◆ **Instructions for the task**
Please count the lines in the records below that contain the word "leaf", with case counting, and give only the number.

Start Entries shown

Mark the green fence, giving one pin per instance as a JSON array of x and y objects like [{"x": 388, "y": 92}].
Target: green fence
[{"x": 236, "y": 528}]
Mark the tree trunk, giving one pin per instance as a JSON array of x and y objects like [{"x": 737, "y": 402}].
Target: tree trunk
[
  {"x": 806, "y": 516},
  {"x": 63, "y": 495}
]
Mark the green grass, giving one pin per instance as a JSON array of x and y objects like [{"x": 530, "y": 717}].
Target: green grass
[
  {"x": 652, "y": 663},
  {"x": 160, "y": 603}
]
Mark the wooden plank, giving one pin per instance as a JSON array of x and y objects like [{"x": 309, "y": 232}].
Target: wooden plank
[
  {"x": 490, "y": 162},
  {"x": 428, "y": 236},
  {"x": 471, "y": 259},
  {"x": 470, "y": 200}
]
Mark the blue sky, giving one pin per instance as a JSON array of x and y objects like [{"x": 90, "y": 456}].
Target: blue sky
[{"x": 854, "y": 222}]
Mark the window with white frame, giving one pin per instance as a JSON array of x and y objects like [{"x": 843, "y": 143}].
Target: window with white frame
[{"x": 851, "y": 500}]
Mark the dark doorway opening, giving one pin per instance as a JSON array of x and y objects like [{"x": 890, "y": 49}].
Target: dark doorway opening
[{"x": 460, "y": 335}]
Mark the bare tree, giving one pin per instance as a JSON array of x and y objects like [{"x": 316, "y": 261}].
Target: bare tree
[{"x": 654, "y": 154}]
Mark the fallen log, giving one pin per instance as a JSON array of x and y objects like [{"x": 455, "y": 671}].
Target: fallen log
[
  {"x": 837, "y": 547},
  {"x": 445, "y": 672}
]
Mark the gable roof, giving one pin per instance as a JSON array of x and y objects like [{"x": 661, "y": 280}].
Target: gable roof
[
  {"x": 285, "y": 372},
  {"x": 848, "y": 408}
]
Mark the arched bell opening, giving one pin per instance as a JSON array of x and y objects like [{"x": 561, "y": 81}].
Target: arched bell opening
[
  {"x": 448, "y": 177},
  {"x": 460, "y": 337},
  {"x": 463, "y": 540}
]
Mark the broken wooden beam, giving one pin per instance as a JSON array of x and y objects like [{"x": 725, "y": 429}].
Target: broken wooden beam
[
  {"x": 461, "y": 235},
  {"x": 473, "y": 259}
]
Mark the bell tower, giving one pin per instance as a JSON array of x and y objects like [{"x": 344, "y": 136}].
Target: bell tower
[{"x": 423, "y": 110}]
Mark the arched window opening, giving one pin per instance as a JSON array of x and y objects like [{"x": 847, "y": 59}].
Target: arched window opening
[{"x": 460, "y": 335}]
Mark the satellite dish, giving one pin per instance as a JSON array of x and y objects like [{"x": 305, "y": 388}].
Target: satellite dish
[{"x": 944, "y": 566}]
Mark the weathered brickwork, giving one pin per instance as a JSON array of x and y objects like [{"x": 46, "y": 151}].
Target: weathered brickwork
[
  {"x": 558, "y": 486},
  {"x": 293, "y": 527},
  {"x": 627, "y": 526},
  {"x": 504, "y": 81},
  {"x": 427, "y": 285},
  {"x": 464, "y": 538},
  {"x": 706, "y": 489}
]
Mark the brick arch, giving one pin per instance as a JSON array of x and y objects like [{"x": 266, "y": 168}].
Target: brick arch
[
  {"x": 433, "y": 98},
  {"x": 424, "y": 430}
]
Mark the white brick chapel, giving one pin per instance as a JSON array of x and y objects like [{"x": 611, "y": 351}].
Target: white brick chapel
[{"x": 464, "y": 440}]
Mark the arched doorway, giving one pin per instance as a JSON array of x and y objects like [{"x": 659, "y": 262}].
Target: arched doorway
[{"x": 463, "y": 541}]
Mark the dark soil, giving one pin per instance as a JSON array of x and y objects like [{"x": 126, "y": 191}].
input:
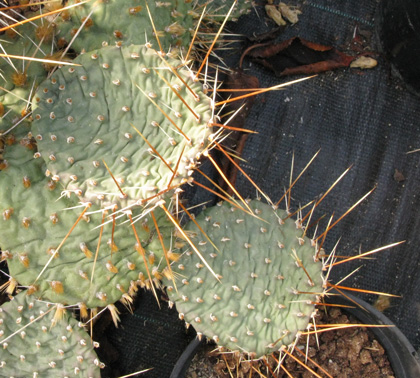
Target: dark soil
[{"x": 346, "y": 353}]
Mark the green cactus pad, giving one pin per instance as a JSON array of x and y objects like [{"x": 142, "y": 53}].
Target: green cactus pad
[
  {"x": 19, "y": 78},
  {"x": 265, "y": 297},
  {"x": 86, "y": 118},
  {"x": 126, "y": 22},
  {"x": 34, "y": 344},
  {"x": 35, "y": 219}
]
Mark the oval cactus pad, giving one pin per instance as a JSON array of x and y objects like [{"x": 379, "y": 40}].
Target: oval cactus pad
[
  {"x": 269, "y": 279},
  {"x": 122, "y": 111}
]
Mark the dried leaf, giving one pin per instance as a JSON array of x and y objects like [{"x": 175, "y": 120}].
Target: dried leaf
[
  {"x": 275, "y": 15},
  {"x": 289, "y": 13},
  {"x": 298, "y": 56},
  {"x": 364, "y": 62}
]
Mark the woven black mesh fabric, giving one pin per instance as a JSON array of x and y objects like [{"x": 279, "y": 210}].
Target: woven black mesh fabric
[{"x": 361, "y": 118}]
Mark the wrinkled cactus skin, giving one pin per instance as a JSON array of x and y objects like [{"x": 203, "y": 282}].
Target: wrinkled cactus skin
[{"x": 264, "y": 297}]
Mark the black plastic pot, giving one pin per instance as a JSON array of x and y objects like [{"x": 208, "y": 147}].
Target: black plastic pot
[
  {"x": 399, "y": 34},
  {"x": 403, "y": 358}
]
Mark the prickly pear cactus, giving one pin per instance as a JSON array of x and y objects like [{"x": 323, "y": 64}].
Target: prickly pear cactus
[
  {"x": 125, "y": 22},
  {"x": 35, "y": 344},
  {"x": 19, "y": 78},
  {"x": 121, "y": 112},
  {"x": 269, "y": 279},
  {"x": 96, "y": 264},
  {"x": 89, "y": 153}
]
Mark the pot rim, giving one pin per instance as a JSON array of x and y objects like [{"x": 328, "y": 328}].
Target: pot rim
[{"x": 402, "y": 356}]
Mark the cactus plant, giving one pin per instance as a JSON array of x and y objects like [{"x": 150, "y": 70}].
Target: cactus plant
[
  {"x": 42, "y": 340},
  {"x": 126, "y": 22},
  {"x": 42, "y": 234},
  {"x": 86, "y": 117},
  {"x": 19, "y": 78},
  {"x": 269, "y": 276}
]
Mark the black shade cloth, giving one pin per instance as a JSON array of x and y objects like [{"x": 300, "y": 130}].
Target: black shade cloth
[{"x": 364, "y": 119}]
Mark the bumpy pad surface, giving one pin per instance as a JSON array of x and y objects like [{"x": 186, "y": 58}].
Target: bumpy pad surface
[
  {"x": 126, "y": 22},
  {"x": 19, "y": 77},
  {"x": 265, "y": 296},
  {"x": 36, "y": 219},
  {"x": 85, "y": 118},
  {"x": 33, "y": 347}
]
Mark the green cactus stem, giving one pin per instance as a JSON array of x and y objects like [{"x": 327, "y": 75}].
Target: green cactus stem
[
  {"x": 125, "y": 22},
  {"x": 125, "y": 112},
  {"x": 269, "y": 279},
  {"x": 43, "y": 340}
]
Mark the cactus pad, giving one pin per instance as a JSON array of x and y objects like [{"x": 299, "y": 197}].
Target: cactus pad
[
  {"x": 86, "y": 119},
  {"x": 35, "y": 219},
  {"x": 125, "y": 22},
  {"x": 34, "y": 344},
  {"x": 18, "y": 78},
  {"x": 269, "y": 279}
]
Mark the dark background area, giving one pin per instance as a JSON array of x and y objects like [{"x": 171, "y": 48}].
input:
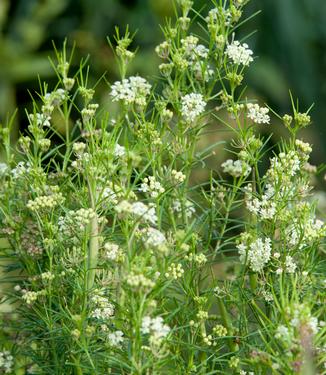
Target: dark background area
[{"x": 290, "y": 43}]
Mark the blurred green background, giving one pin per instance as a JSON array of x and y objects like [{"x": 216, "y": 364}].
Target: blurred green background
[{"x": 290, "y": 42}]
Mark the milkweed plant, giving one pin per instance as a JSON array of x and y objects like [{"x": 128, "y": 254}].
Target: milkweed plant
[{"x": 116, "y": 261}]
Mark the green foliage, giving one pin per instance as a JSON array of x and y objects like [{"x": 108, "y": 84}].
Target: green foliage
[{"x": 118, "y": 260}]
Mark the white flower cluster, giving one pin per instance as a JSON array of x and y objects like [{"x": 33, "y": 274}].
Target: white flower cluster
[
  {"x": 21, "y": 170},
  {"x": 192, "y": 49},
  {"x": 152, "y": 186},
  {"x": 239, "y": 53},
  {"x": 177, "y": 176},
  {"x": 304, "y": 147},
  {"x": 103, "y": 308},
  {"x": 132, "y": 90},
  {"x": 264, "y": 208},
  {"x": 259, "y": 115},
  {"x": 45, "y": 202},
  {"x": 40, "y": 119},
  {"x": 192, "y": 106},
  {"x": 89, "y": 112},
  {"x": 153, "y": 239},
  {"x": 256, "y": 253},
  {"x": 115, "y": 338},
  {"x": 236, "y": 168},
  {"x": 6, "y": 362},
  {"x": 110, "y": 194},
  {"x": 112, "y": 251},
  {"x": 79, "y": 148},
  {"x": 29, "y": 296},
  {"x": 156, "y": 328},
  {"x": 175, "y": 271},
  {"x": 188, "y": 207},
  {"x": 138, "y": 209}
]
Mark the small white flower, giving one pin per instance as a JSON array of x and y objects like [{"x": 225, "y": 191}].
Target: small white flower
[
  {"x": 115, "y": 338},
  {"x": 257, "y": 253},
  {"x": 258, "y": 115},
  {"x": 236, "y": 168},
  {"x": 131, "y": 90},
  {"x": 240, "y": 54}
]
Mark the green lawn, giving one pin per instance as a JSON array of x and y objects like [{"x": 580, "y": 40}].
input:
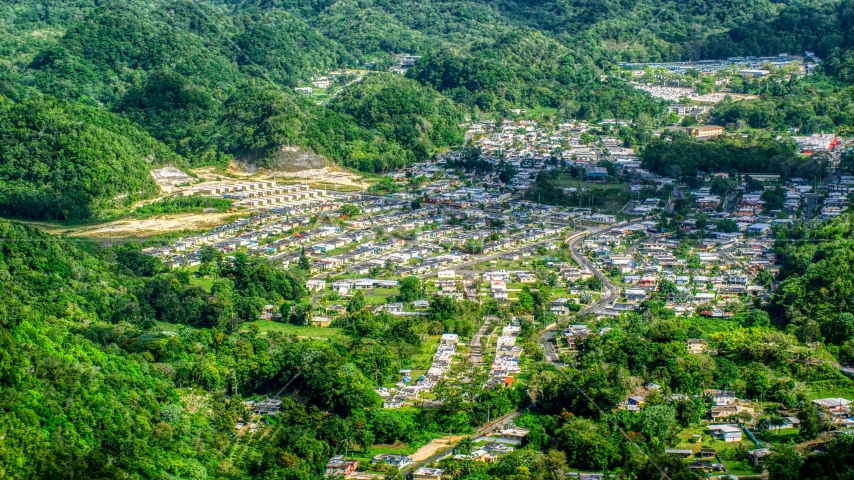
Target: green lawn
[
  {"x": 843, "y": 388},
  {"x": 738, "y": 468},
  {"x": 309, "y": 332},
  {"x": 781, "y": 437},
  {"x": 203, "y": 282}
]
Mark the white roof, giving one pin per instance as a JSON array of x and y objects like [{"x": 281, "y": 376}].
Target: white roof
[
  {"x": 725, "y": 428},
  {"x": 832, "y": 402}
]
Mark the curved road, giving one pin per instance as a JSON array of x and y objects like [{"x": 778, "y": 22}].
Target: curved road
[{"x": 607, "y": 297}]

End Entries shown
Start Entries shown

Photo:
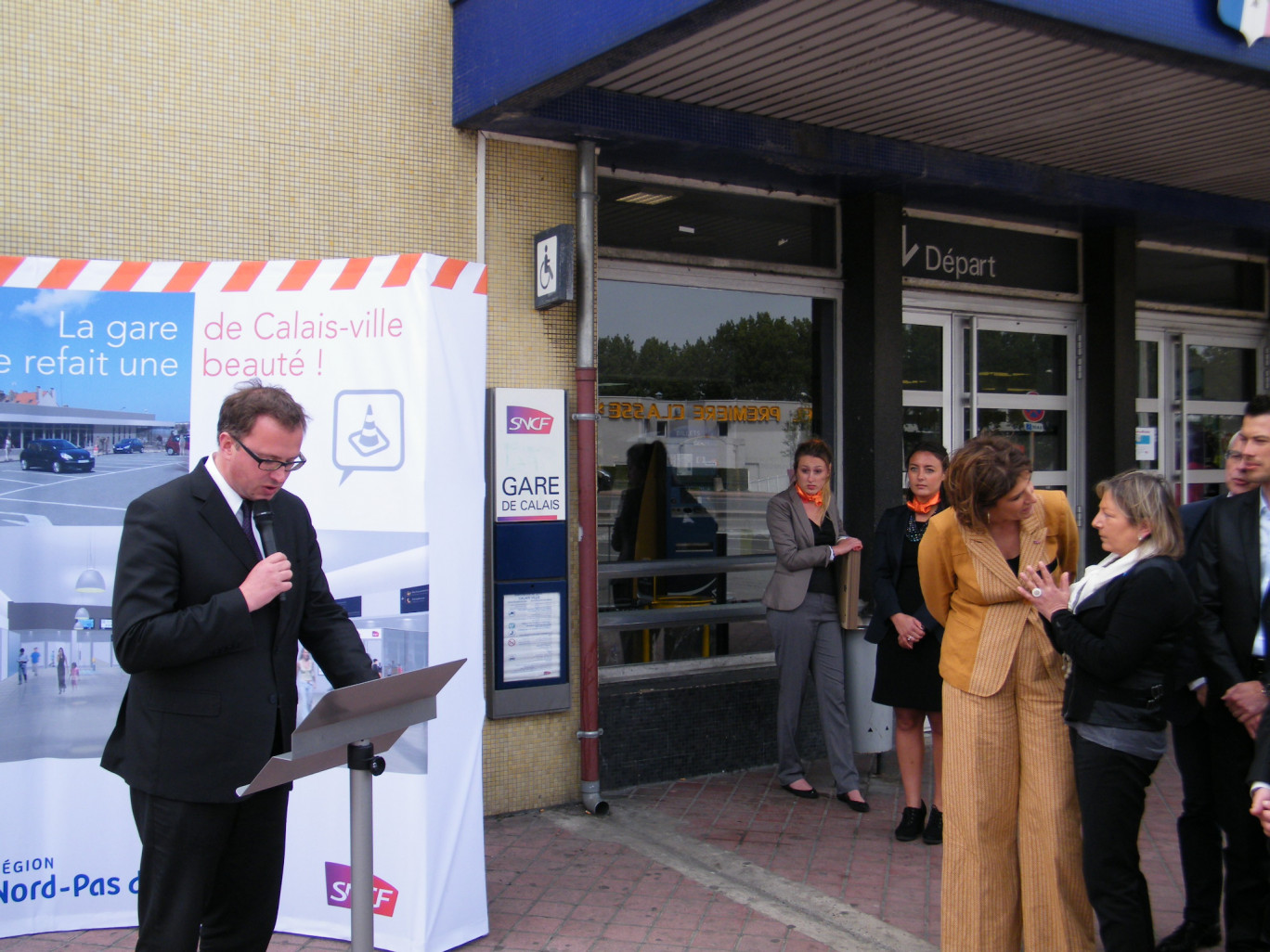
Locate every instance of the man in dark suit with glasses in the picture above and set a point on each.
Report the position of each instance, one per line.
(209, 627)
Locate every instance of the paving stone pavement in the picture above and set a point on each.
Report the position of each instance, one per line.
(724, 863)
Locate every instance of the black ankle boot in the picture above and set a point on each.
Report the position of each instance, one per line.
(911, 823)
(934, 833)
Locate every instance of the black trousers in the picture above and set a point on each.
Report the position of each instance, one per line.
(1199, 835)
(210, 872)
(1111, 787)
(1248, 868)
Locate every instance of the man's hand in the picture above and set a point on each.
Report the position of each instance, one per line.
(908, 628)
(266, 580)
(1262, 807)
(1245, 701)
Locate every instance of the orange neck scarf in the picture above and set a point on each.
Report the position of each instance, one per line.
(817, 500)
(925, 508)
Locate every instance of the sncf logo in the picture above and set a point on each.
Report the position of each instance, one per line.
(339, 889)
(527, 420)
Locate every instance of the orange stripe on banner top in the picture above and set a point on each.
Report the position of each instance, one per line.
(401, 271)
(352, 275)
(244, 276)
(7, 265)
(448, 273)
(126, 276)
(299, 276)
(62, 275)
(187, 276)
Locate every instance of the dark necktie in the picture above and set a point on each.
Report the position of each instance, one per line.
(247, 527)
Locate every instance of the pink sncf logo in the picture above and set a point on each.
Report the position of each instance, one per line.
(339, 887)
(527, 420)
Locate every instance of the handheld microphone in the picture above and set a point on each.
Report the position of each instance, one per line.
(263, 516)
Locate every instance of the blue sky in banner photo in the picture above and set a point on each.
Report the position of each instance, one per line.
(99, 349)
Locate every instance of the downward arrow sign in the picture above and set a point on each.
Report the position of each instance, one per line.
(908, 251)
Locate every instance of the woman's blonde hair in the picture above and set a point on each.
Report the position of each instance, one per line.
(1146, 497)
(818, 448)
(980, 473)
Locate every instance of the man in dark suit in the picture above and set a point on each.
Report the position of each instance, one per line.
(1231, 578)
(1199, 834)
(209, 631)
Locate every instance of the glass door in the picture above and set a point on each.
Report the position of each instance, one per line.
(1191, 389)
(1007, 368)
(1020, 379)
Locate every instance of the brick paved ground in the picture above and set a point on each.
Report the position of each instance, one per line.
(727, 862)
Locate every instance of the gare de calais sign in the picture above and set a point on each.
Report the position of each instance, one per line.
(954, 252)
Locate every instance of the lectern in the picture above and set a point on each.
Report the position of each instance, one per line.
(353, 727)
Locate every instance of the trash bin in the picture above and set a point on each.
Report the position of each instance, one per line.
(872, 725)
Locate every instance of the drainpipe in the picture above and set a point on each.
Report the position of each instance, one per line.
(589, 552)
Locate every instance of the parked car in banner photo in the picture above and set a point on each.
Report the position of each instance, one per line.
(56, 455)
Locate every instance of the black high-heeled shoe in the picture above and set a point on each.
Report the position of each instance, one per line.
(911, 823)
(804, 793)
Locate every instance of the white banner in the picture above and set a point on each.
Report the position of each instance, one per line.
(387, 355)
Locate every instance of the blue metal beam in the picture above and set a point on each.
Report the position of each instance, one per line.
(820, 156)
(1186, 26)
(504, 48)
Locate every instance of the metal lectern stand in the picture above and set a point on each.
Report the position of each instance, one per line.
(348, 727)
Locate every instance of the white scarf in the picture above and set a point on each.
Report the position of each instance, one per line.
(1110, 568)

End Entries shown
Start Entries shown

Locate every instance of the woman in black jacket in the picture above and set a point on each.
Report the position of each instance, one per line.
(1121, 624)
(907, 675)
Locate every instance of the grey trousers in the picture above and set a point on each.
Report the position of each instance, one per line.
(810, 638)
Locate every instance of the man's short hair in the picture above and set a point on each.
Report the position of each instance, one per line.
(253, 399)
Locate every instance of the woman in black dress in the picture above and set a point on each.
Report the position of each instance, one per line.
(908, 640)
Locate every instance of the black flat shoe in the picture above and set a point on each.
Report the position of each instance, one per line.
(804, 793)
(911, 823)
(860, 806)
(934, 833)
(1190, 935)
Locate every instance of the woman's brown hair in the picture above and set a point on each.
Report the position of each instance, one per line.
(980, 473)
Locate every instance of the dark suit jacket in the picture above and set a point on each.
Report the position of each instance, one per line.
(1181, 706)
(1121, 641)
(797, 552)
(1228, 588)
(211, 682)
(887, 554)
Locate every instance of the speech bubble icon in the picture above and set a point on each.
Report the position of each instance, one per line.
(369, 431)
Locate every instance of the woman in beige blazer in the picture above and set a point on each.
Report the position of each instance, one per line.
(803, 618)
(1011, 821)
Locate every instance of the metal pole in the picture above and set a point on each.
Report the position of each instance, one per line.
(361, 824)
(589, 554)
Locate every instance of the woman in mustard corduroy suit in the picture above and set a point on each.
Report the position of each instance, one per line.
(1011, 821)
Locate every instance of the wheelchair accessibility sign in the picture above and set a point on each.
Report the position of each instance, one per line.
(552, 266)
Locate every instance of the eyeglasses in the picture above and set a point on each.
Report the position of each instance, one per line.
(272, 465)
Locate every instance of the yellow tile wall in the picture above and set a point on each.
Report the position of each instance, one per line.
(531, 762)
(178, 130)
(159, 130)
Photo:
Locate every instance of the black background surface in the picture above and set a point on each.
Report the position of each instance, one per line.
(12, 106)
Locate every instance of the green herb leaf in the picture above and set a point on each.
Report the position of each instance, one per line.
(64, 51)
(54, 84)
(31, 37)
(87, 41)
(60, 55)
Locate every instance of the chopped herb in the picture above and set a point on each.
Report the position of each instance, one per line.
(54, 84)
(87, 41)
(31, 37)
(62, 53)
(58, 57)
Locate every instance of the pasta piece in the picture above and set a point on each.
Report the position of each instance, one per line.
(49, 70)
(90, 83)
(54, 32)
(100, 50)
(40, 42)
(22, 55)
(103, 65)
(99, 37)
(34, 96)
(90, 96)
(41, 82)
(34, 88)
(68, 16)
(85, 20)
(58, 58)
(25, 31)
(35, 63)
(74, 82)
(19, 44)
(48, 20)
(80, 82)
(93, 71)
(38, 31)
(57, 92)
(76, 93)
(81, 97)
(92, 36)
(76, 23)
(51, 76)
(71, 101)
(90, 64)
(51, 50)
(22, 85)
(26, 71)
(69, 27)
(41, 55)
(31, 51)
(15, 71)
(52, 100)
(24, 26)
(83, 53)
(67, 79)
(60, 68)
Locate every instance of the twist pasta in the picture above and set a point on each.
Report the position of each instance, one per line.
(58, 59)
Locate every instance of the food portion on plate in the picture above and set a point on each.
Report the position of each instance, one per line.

End Entries shown

◆ **Right answer**
3